### To do
How many of the lines below have "pole" in them? Say the number and nothing more.

### Working data

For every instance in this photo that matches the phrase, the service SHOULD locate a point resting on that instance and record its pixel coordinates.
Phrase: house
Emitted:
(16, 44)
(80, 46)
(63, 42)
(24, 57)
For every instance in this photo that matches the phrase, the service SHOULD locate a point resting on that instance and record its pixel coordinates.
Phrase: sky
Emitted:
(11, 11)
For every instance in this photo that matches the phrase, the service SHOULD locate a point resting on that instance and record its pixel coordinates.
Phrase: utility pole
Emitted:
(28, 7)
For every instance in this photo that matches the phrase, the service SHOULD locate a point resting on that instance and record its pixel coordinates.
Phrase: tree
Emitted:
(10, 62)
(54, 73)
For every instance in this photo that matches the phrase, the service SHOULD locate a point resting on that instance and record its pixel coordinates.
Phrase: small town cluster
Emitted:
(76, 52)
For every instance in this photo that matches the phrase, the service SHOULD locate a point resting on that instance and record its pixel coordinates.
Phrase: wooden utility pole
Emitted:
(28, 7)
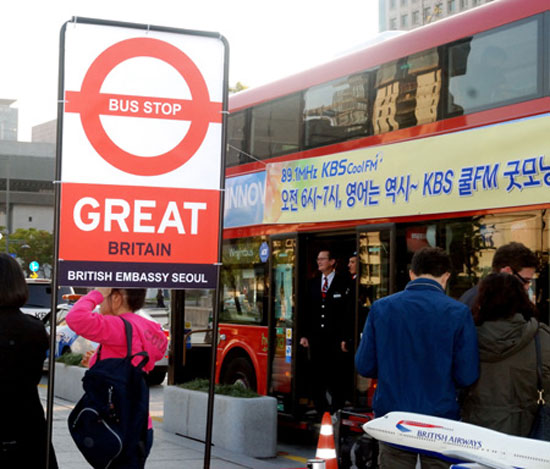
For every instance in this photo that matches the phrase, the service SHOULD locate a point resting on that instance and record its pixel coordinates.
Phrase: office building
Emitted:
(405, 15)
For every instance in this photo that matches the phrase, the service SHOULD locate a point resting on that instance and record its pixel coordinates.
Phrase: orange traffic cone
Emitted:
(325, 447)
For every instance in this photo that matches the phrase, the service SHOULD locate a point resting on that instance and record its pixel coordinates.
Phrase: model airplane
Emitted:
(464, 445)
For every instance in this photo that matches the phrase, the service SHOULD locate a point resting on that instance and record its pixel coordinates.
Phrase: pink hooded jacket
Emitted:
(109, 331)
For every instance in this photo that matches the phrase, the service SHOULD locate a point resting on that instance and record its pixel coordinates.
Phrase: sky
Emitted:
(267, 39)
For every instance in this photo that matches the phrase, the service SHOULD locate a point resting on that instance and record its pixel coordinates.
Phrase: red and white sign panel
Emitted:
(141, 157)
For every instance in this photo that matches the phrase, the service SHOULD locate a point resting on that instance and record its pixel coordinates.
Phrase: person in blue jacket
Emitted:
(421, 346)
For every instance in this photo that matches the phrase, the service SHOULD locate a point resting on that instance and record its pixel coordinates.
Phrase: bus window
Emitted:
(236, 140)
(243, 280)
(276, 127)
(337, 111)
(407, 92)
(494, 68)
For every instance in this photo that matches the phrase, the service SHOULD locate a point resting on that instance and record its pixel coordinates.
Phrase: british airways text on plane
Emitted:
(465, 445)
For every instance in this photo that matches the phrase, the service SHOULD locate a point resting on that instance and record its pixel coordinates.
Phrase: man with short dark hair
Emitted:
(322, 334)
(512, 258)
(421, 345)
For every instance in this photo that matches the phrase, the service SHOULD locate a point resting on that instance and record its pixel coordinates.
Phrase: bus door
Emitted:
(281, 366)
(376, 246)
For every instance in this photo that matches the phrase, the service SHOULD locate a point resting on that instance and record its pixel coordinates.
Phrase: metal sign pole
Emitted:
(216, 313)
(57, 189)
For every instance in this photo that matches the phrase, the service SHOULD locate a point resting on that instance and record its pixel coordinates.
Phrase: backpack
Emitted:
(109, 423)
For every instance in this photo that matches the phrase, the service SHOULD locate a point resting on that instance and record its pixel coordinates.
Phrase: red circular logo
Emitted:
(90, 103)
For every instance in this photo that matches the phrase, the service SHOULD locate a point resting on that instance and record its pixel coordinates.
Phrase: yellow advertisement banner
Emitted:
(503, 165)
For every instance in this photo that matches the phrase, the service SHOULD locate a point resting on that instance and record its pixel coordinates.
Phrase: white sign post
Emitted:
(140, 160)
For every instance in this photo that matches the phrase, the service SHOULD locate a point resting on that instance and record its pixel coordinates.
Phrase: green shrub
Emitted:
(70, 358)
(233, 390)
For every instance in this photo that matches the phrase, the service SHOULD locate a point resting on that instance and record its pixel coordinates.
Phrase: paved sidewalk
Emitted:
(169, 451)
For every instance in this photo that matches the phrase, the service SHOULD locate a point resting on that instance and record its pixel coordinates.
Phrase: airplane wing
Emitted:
(468, 465)
(481, 462)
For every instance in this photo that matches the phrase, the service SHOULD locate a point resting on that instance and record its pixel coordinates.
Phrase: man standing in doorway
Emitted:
(421, 345)
(514, 259)
(322, 333)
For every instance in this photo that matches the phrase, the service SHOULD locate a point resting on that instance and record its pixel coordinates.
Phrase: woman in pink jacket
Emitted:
(108, 330)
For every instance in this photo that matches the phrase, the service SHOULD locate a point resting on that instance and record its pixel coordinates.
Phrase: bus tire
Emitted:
(240, 371)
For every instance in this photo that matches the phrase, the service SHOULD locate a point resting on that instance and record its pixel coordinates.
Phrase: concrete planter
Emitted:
(68, 382)
(242, 425)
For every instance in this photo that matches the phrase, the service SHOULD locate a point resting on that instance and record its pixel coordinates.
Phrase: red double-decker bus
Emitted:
(437, 137)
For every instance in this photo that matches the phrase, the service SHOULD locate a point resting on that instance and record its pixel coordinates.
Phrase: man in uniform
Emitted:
(322, 333)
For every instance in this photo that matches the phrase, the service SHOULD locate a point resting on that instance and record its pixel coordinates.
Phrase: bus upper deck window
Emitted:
(494, 68)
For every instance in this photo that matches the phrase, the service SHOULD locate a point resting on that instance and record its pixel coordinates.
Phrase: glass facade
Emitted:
(491, 69)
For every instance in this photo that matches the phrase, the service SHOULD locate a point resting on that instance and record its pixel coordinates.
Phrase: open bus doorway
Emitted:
(308, 372)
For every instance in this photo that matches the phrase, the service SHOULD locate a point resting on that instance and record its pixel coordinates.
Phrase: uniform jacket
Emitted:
(23, 345)
(325, 318)
(504, 398)
(421, 345)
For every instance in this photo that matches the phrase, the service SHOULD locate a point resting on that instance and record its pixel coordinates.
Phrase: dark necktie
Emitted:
(324, 288)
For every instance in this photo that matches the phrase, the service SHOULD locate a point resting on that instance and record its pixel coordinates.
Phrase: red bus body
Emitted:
(253, 340)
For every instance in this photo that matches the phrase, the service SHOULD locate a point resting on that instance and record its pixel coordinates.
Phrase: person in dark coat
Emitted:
(322, 334)
(23, 345)
(505, 396)
(512, 258)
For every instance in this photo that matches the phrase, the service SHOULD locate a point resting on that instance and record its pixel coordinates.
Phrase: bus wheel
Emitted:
(240, 371)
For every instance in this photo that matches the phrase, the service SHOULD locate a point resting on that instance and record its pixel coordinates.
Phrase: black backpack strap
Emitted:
(143, 354)
(128, 329)
(540, 389)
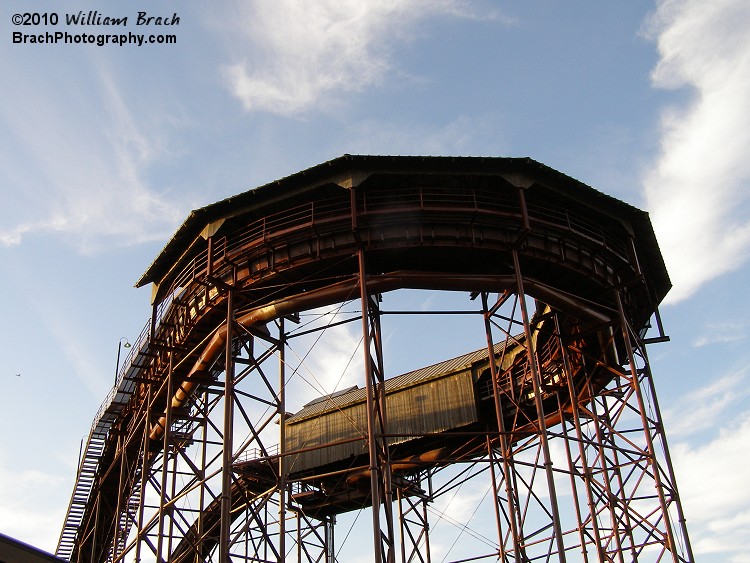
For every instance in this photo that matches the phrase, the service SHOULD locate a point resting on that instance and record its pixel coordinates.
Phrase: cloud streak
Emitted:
(697, 190)
(305, 55)
(85, 170)
(714, 492)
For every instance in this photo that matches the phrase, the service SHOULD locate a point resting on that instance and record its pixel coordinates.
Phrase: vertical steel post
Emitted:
(505, 453)
(226, 464)
(282, 442)
(537, 386)
(579, 439)
(165, 463)
(626, 334)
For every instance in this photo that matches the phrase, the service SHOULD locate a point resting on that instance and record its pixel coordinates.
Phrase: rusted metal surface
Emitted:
(351, 230)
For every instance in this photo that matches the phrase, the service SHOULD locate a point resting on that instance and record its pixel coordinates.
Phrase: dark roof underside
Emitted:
(347, 168)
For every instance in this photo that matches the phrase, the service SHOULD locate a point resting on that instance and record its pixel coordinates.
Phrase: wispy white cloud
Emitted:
(697, 190)
(22, 491)
(304, 55)
(478, 135)
(721, 333)
(86, 169)
(712, 480)
(706, 405)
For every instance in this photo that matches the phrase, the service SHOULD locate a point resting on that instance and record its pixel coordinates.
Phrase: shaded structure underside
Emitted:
(475, 225)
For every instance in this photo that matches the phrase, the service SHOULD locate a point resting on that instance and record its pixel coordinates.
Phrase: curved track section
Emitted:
(351, 228)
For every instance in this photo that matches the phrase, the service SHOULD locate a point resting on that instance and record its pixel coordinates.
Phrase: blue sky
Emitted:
(105, 150)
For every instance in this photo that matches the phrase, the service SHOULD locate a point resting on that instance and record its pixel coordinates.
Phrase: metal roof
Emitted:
(349, 170)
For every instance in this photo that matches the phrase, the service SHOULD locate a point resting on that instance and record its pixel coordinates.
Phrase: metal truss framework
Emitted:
(196, 466)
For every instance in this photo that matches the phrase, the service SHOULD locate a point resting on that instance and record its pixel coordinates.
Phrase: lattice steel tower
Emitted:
(438, 359)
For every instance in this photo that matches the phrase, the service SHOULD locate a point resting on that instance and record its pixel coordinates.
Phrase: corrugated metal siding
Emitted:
(433, 406)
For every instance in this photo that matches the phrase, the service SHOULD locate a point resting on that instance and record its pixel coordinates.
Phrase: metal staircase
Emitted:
(96, 444)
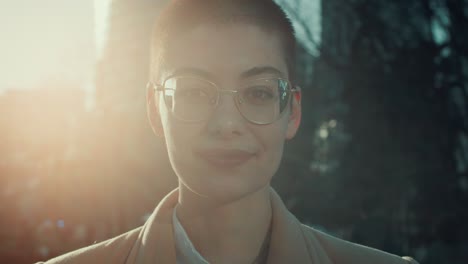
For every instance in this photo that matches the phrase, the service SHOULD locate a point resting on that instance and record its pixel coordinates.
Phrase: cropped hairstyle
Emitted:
(180, 16)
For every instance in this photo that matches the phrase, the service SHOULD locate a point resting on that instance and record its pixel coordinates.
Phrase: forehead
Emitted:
(226, 51)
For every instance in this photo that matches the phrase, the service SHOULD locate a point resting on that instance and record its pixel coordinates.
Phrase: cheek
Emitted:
(272, 139)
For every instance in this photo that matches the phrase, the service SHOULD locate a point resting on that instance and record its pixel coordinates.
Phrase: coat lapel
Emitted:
(155, 243)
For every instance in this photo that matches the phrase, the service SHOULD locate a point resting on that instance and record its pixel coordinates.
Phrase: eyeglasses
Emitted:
(260, 101)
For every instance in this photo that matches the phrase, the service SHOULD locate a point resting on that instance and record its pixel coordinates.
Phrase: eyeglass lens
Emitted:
(193, 99)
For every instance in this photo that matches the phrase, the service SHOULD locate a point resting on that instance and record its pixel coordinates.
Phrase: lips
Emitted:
(225, 158)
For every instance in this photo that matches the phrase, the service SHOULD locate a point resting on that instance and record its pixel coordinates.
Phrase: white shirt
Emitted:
(185, 251)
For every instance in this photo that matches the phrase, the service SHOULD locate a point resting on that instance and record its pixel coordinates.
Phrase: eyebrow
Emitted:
(192, 71)
(261, 70)
(244, 75)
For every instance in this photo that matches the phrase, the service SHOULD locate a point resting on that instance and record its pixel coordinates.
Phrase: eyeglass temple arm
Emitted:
(156, 87)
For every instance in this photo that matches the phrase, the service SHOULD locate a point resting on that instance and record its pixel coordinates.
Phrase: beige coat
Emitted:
(291, 242)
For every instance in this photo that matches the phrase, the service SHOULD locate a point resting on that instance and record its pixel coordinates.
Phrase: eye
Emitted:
(259, 94)
(192, 94)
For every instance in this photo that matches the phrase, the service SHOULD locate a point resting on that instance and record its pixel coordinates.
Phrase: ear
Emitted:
(152, 110)
(295, 115)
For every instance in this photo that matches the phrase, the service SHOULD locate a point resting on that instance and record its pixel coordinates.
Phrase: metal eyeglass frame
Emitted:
(235, 93)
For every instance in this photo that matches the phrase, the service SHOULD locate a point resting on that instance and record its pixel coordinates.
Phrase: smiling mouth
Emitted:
(225, 158)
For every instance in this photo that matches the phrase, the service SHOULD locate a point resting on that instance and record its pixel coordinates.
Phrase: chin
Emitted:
(227, 191)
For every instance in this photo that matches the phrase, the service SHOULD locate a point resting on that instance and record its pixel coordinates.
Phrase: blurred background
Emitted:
(381, 158)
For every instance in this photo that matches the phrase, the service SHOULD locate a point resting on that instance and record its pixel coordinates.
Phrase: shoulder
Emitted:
(113, 250)
(341, 251)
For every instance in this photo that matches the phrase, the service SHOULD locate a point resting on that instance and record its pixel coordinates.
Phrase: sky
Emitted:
(49, 41)
(58, 41)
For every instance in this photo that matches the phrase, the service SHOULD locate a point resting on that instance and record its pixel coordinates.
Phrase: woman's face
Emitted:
(225, 156)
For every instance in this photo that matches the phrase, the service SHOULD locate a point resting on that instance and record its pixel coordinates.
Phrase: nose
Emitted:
(226, 121)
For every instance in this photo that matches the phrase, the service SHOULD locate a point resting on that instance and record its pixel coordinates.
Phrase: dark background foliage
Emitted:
(381, 158)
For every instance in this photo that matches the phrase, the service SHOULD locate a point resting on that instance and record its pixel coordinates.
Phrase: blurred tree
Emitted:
(391, 136)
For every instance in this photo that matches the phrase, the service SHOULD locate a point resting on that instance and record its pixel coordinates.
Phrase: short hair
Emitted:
(180, 16)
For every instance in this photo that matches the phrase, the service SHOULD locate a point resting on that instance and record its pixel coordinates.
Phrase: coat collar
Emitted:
(155, 242)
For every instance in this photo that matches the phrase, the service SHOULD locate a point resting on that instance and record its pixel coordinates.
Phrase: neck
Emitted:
(233, 231)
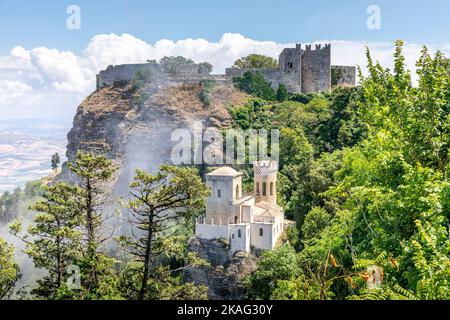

### Response to this task
3